What is required
Nothing but the line containing "Set-play tagging: locate each instance of the metal" and the lines after it in the entries below should appear, each repeated exactly.

[Saved entries]
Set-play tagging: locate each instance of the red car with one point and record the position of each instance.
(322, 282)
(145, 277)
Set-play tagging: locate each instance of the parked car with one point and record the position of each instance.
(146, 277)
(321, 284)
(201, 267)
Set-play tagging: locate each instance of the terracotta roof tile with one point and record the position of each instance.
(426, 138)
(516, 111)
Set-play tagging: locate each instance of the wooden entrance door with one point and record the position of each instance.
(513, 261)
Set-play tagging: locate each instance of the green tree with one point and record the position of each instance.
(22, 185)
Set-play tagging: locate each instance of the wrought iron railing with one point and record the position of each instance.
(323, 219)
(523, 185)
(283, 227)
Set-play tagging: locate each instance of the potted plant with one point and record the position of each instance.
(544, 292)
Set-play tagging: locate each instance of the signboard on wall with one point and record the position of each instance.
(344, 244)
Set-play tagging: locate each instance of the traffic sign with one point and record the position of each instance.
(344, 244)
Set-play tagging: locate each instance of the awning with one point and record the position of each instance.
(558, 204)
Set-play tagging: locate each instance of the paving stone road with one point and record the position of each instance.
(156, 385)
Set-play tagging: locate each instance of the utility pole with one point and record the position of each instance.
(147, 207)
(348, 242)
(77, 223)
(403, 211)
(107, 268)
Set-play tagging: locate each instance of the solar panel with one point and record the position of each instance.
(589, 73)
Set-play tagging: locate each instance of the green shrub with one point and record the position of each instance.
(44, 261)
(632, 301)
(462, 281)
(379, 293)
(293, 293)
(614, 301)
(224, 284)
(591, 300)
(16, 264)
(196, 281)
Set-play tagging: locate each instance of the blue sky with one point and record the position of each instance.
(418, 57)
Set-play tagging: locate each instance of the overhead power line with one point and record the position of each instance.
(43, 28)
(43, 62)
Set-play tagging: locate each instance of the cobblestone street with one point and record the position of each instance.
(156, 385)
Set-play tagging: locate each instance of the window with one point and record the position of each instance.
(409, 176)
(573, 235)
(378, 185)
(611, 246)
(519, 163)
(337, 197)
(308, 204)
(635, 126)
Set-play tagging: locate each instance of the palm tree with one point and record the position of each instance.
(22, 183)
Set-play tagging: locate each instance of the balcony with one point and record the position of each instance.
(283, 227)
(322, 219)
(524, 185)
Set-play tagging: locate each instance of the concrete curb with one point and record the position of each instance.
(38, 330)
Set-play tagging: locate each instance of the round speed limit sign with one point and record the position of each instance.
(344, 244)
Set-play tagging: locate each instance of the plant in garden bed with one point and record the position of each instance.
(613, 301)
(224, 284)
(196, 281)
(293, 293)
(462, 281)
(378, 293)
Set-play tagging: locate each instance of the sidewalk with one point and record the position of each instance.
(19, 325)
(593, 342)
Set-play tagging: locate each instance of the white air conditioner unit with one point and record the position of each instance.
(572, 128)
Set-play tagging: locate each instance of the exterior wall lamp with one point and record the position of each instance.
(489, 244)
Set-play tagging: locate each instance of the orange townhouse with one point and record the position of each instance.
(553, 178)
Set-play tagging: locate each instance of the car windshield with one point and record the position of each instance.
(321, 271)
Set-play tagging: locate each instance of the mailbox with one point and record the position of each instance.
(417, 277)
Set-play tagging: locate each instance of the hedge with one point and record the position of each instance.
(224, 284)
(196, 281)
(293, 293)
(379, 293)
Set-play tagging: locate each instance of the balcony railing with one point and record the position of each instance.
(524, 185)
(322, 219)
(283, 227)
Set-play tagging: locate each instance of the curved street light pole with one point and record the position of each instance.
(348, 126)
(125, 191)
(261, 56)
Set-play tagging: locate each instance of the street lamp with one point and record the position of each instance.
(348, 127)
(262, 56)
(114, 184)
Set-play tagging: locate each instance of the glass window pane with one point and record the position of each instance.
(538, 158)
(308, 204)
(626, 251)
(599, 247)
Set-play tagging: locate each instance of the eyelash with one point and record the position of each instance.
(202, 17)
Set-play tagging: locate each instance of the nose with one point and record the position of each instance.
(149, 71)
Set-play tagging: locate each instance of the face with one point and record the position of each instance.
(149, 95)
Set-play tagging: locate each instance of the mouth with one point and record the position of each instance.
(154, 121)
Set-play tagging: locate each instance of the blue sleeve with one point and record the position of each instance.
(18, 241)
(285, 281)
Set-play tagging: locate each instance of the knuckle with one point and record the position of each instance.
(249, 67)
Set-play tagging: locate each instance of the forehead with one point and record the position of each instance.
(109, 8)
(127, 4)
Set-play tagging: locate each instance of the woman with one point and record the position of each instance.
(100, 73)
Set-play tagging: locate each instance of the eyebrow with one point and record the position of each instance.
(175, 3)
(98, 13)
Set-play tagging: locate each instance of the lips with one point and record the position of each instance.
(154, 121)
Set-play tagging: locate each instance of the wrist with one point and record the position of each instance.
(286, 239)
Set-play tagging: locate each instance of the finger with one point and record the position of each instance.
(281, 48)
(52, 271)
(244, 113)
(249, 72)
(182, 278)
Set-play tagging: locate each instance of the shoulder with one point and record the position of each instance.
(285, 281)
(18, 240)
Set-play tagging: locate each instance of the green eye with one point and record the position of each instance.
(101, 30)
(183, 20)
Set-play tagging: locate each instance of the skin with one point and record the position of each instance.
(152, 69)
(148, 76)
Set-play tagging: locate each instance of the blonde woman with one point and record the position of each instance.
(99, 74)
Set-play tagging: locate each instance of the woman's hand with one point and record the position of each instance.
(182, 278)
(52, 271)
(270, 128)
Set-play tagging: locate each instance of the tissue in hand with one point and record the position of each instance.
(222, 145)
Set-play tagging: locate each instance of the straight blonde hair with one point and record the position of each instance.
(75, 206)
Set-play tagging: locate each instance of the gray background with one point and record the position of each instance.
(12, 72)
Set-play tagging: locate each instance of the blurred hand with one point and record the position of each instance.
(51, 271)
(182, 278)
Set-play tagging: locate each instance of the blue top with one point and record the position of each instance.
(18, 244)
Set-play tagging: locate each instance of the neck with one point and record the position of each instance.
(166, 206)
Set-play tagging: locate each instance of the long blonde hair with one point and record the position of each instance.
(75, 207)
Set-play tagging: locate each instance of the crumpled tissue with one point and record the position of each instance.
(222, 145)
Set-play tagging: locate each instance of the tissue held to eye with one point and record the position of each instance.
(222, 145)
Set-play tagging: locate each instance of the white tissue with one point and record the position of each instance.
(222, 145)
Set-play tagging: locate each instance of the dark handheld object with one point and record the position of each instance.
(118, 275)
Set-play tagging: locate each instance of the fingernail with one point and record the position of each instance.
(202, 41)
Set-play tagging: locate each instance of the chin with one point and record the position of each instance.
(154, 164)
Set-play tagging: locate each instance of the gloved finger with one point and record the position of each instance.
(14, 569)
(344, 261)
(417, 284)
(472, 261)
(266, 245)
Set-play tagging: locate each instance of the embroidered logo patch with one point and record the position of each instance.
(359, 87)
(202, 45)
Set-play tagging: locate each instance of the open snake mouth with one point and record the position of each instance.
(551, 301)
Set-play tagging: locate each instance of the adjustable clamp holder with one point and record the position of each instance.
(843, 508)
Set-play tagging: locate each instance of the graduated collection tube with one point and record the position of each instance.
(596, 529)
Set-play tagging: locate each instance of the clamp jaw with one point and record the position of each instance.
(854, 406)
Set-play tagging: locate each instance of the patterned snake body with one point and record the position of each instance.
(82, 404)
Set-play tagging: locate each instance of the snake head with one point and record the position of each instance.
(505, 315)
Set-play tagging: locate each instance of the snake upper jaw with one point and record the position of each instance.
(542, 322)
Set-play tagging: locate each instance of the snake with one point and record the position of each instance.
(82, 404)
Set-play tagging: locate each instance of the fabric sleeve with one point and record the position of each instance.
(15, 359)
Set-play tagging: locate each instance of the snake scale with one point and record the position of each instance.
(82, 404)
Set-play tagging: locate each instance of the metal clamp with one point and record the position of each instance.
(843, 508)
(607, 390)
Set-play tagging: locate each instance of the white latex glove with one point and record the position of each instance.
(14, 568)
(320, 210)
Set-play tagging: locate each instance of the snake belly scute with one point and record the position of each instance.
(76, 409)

Solution to the exercise
Set-play tagging: locate each instance of the metal clamp with one point and record the position of each instance.
(843, 508)
(607, 390)
Set-play tagging: locate each instance of the white latex glove with one point and record the position of each instance.
(14, 568)
(320, 210)
Set-play tagging: locate each instance of the snake belly scute with one point and record the position of each instance.
(76, 409)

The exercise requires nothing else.